**Task prompt**: Can you quote the lines below word for word, leaving out the pictures?

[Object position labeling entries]
·····
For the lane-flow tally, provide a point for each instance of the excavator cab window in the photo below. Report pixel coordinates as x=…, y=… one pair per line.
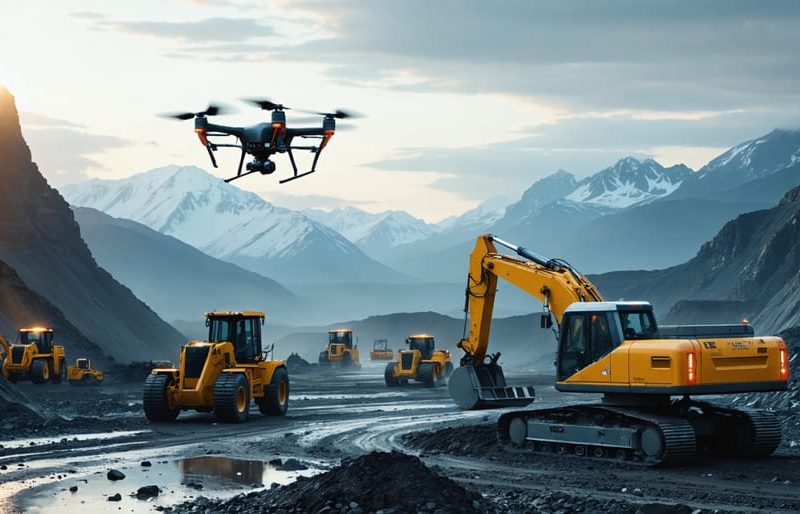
x=345, y=338
x=639, y=324
x=586, y=339
x=42, y=339
x=425, y=346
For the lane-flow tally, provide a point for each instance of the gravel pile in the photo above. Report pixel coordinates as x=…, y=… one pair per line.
x=377, y=482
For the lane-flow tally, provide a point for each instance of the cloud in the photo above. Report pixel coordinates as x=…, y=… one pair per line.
x=211, y=29
x=64, y=154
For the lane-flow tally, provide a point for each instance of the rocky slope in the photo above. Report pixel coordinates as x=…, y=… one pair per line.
x=754, y=259
x=175, y=279
x=41, y=241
·····
**Finished answer**:
For the lane-flow tally, provide a point for each instance of the excavator cab window in the photo below. Report pixel coordinates as x=…, y=… one pair per line.
x=345, y=338
x=639, y=324
x=586, y=339
x=42, y=339
x=425, y=346
For the lane-flow tally, provide a point for each instance of the gravel pile in the photo above. Report pixel coordinates as x=…, y=… one pair per line.
x=377, y=482
For the lane-flow tally, provide a point for each instance of the cloud in the photo above. Report pixel coordinates as x=…, y=… one pair per line.
x=211, y=29
x=64, y=154
For the lane-flow tally, provide a point for each instance of the rocky slope in the photo above. Report pixel coordinates as x=…, y=… one pair per line.
x=754, y=259
x=175, y=279
x=41, y=241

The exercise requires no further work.